Friday, March 20, 2009

I just returned home from a two week trip to visit some client destinations in Florida and Tennessee. In both places I was met with happy clients who are seeing great returns on their  online advertising spend. For one of our biggest resort clients we ran some early spring specials and it really paid off. The resort measured results at 8x return on the investment and are extending the promotion to gain more market share.  In Tennessee we have vacation rental companies who are realizing the advantage of using our Top Ten Tips for Marketing in this economy. We use some of the attributes that vacation rentals have over single hotel rooms and target consumers who are most likely to visit the destination and consider vacation home rental. Our key learnings in this market segment are based on the first research just released by PhoCusWright about vacation rental management in the U.S.  We were a partner in the research and gained some key information from custom questions we submitted for the survey.

Vacation rentals are becoming more appealing tas a travel option this year primarily because of the economic slide and consumers needing to budget more than ever before. As I have stated, consumers will travel and have a deservability about their vacations, t they are trying to cut back on restaurant meals and other expenditures on the trip. We market our vacation rental clients in a number of ways online, primarily in very aggressive search marketing and eMail advertising. Douglas Quinby, a friend of mine and leading analyst at PhoCusWright says "It's a whole new ballgame and a $25 billion-plus market".

The biggest return we have seen on the online advertising has been where we finely target the top ten markets for our clients and then offer compelling reasons to buy... not deep discounts, but value. It is working and man, there is nothing better than happy clients : )

till next time...

Leah

Friday, March 20, 2009 1:07:11 PM (Central Standard Time, UTC-06:00)  #    Disclaimer  |  Comments  | 
 Monday, August 22, 2005

A recent statistic published by eMarketer.com and attributed to Merrill Lynch, stated that online travel sales are projected to account for 30 percent of all travel sales in 2005, up from 25 percent in 2004 and 21 percent in 2003.

Dataset records:
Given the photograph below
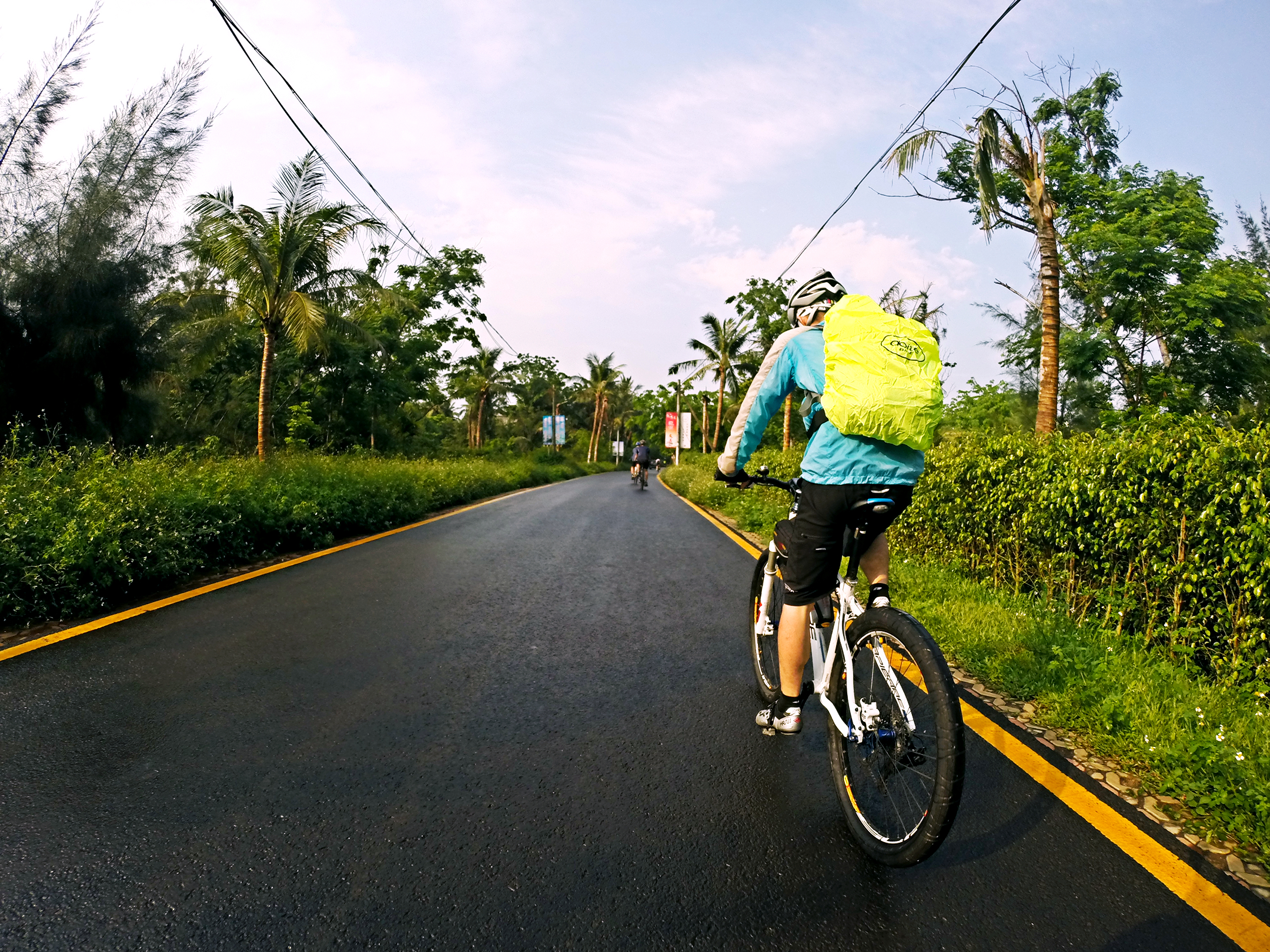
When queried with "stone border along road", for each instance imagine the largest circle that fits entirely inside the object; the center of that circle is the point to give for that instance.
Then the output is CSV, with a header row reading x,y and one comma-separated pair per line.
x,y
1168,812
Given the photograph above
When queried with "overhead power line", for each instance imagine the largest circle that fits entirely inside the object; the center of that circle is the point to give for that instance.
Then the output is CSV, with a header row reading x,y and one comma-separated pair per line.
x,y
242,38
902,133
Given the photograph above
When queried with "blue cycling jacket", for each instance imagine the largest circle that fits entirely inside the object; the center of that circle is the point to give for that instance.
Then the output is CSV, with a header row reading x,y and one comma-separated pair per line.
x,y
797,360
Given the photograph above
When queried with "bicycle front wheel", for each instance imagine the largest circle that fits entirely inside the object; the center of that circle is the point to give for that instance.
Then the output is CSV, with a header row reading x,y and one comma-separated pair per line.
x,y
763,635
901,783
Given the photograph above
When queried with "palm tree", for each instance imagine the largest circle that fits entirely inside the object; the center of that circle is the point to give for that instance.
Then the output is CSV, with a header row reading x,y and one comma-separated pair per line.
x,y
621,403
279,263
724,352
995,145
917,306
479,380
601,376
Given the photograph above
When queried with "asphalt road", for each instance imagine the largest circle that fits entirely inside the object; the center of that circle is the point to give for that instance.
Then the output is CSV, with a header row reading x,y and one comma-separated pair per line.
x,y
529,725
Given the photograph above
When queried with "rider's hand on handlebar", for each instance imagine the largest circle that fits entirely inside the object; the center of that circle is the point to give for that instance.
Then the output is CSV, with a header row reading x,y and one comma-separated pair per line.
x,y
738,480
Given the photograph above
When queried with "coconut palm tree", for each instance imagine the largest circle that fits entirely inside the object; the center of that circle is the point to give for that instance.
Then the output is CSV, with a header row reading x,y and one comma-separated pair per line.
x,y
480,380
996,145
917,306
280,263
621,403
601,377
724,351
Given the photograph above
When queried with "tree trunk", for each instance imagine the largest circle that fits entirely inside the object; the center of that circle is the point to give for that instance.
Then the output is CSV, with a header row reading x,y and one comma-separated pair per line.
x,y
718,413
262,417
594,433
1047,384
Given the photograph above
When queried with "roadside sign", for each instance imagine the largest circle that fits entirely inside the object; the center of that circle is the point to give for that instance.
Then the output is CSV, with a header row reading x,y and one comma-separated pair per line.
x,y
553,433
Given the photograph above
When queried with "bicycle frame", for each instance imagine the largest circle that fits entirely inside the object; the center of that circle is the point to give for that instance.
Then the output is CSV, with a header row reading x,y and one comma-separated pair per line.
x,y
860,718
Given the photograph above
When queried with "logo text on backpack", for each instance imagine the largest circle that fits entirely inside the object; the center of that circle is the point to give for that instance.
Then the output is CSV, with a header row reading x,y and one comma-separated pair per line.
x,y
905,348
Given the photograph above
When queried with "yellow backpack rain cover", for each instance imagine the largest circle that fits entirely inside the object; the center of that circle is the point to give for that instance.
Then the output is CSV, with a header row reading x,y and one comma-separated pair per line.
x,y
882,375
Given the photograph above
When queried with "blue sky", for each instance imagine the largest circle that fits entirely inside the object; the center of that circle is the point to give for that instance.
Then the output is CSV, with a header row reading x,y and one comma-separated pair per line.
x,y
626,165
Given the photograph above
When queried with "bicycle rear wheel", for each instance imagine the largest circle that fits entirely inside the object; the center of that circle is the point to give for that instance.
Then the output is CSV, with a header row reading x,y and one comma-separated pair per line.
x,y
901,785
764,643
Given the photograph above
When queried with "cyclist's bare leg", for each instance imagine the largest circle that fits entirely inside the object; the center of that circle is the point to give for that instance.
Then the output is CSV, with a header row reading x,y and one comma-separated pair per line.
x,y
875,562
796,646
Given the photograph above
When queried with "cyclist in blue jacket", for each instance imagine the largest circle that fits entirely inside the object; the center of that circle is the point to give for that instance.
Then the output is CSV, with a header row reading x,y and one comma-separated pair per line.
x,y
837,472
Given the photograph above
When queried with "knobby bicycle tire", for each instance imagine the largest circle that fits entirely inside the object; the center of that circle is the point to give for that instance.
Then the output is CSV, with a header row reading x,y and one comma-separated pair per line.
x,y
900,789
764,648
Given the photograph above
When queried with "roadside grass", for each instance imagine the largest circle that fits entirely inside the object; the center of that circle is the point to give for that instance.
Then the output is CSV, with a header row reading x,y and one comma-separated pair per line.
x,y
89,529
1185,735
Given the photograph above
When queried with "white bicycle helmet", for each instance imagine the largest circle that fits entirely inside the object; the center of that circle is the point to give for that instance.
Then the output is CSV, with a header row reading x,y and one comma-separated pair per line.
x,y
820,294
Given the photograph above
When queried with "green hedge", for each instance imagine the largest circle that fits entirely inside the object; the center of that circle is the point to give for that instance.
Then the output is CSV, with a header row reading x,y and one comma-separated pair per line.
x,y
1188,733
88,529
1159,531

---

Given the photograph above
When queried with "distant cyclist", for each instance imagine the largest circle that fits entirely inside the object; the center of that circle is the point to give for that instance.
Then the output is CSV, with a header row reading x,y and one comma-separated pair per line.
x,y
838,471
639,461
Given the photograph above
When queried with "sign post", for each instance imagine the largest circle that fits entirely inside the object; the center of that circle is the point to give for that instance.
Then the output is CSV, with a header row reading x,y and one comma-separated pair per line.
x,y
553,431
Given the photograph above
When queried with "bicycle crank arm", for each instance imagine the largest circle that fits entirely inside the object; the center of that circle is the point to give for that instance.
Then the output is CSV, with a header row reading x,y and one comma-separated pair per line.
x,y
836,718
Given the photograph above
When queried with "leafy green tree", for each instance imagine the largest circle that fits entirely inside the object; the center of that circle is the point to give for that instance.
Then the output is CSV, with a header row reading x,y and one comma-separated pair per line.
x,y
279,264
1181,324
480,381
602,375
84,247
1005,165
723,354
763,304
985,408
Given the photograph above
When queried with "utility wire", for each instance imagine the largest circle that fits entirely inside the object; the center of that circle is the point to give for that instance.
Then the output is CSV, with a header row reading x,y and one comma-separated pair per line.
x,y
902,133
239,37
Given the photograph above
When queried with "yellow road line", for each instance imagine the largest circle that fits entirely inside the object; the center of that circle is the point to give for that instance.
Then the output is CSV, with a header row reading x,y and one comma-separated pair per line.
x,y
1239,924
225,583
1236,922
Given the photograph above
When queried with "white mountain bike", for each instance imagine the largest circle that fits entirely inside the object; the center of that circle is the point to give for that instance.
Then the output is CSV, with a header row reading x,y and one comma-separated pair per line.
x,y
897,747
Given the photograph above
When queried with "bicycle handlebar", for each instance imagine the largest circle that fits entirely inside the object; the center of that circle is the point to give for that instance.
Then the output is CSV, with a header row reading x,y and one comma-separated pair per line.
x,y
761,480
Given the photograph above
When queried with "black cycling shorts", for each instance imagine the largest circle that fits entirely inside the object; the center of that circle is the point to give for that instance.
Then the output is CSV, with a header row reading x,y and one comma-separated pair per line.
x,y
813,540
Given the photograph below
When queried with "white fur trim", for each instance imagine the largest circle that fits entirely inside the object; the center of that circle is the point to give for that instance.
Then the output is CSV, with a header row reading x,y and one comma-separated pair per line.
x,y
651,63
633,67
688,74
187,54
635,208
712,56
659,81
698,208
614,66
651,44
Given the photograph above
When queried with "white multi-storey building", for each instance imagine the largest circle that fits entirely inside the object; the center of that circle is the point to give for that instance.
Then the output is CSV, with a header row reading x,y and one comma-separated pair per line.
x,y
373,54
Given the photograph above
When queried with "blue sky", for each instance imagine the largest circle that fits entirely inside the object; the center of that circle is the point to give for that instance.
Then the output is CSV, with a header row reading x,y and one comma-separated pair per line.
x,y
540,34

Work to complete:
#1 From the blog post on vacation rental marketing, reproduce the part that opens with the words containing "till next time..." and closes with "percent in 2003.".
#2 Answer these questions using the blog post on vacation rental marketing:
(a) What return did the resort client measure on its early spring specials?
(b) Which firm released the first research on vacation rental management in the U.S.?
(c) According to the statistic published by eMarketer.com, what share of all travel sales were online travel sales projected to account for in 2005?
#3 Summarize the blog post on vacation rental marketing in three sentences.

Written answers:
#1
till next time...

Leah

Friday, March 20, 2009 1:07:11 PM (Central Standard Time, UTC-06:00)  #    Disclaimer  |  Comments  | 
 Monday, August 22, 2005

A recent statistic published by eMarketer.com and attributed to Merrill Lynch, stated that online travel sales are projected to account for 30 percent of all travel sales in 2005, up from 25 percent in 2004 and 21 percent in 2003.

#2
(a) An 8x return on the investment.
(b) PhoCusWright.
(c) 30 percent.

#3 After a two-week trip to Florida and Tennessee, the writer reports that clients are seeing great returns on online advertising, including a resort that measured an 8x return on early spring specials. Vacation rentals are becoming more appealing this year because of the economic slide and consumers needing to budget, and the biggest returns have come from finely targeting clients' top ten markets and offering value rather than deep discounts. An earlier entry cites a projection that online travel sales would account for 30 percent of all travel sales in 2005.